* [Work to complete] Please return every line of the records below that contains the word "block".

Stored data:
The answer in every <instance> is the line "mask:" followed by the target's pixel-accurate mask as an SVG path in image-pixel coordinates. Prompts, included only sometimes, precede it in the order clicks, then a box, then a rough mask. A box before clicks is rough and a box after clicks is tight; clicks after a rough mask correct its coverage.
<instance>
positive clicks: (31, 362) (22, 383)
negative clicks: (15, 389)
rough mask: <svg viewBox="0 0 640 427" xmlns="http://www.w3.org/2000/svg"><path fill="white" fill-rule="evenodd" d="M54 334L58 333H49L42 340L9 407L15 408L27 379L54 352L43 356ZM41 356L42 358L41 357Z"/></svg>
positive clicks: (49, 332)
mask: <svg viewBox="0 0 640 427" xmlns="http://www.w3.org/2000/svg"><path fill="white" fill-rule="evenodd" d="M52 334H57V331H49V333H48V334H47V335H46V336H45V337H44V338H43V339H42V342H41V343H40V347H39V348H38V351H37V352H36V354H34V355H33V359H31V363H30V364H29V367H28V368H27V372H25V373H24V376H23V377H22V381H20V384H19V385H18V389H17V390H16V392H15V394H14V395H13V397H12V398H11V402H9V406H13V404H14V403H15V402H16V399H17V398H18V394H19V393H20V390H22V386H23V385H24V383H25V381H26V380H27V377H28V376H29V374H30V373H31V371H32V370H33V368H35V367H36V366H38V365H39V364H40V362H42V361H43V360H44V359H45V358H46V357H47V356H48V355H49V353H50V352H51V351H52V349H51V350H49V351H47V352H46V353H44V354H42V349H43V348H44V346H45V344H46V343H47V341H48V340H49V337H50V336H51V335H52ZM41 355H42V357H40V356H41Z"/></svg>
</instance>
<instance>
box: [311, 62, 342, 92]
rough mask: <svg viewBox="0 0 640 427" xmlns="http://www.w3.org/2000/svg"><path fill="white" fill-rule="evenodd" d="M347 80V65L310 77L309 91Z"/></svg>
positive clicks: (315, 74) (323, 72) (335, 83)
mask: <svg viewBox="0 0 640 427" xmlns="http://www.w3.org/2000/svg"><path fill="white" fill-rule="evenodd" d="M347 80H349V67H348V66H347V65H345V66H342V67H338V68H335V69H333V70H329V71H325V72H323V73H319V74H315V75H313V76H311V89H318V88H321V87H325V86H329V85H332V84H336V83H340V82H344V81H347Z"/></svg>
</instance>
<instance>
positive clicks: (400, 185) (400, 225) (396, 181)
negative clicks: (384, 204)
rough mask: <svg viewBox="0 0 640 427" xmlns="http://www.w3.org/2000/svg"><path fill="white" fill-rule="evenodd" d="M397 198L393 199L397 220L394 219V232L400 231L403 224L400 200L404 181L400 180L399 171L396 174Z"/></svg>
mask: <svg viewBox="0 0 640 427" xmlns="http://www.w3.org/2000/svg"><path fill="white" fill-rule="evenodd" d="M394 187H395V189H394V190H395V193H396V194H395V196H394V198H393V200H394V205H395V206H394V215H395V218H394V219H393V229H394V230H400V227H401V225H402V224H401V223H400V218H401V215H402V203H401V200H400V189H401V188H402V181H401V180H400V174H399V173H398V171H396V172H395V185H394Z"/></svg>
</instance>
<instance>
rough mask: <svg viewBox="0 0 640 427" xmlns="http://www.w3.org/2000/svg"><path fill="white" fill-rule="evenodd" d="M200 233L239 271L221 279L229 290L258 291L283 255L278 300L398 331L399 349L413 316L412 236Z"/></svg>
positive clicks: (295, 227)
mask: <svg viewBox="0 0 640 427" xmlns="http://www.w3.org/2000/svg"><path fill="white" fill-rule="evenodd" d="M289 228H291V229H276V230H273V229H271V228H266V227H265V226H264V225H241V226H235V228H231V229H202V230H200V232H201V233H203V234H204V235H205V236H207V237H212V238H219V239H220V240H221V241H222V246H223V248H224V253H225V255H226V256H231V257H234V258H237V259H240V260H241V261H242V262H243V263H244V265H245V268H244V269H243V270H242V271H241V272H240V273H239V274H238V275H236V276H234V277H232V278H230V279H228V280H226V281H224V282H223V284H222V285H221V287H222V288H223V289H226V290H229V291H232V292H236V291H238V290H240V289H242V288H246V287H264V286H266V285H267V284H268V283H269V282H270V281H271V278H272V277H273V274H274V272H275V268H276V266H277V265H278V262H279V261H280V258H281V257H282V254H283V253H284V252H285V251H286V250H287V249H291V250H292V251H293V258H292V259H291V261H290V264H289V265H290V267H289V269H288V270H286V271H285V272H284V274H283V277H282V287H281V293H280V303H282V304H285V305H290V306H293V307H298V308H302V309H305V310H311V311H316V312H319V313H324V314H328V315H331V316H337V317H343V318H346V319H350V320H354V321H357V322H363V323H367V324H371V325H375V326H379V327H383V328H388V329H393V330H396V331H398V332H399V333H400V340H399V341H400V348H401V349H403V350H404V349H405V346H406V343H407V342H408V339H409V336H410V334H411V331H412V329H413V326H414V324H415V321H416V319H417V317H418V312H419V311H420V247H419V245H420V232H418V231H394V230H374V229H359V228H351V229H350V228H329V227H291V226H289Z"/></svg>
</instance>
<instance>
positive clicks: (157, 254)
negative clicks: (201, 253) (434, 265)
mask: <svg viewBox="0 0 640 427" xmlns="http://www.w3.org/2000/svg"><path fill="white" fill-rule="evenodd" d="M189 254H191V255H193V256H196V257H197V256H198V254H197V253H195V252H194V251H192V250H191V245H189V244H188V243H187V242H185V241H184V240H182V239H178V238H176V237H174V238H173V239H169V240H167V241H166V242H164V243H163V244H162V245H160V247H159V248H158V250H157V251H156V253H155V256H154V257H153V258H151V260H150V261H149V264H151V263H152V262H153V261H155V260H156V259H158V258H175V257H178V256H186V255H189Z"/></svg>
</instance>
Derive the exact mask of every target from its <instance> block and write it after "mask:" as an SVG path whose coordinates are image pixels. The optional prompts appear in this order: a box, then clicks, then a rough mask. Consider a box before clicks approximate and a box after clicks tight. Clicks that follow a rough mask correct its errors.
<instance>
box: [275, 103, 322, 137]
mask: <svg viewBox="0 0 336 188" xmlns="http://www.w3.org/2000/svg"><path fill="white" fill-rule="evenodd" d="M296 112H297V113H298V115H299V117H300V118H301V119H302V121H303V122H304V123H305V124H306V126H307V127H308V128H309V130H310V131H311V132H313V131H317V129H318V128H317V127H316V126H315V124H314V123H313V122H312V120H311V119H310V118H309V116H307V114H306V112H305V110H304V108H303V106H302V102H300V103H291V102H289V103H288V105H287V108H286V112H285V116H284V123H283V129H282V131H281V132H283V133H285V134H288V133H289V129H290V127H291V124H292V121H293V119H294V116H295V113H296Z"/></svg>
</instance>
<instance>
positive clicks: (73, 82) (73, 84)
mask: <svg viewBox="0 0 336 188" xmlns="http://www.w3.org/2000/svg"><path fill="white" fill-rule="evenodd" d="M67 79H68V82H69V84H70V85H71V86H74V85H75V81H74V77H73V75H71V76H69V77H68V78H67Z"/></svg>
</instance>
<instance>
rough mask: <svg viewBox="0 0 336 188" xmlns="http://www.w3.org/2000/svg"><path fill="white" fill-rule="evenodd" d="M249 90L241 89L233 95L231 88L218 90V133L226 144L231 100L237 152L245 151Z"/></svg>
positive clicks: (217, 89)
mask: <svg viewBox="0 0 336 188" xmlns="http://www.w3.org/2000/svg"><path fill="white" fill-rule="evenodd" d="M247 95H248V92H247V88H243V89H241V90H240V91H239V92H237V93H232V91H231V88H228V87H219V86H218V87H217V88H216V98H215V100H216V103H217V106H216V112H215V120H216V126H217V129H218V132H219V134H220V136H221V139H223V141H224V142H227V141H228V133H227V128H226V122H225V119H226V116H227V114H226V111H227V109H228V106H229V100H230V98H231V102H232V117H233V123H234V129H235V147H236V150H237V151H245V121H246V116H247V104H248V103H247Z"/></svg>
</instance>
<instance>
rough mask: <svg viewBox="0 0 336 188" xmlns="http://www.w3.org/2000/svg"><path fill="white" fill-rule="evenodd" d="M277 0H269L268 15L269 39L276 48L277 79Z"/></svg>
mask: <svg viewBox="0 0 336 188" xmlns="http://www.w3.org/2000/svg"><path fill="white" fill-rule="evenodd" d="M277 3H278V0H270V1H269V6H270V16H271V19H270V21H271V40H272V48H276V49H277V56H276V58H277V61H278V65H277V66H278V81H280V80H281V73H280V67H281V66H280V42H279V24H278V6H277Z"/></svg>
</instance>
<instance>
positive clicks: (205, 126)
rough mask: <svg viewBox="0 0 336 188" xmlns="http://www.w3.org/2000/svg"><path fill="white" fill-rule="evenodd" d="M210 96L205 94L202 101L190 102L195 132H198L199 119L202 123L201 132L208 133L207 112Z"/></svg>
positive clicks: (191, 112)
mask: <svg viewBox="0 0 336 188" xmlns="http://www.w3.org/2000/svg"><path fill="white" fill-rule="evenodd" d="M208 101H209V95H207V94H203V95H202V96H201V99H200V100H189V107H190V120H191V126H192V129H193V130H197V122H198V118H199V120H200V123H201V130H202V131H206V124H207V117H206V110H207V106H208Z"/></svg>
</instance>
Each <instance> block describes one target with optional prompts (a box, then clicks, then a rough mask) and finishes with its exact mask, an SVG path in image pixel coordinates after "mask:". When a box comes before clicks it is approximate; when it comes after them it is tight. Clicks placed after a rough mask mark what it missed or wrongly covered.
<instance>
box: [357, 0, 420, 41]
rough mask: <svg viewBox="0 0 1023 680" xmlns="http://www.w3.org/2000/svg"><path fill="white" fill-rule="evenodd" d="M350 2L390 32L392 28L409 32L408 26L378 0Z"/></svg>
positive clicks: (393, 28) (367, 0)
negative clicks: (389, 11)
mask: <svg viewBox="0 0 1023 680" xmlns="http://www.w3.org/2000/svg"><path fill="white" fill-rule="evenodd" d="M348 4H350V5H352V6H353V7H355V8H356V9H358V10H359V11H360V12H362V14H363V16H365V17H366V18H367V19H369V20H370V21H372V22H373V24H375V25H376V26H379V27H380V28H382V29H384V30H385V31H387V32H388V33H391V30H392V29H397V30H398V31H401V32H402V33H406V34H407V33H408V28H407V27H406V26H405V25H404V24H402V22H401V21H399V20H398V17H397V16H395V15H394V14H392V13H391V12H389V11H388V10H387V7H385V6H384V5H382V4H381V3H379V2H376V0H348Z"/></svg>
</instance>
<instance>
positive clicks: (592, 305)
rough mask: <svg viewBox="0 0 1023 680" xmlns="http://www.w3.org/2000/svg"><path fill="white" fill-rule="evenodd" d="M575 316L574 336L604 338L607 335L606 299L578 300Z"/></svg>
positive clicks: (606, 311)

* [Output for this exercise]
Derive the exact mask of every target from its <instance> block and write it after "mask:" as an SVG path whose coordinates are image pixels. The optional prompts appear in this order: a box, then clicks, then a rough mask. Consider a box before clicks approximate and a box after clicks tight. Clicks that follow a rough mask correct its errors.
Each <instance> block describes one target with optional prompts (a box, then clicks, then a rough mask) and finishes with its exact mask, an SVG path in image pixel coordinates after "mask:". When a box comes before clicks it is approximate; when it comes after them it is tight. Clicks placed after a rough mask mark what it missed or wrongly covered.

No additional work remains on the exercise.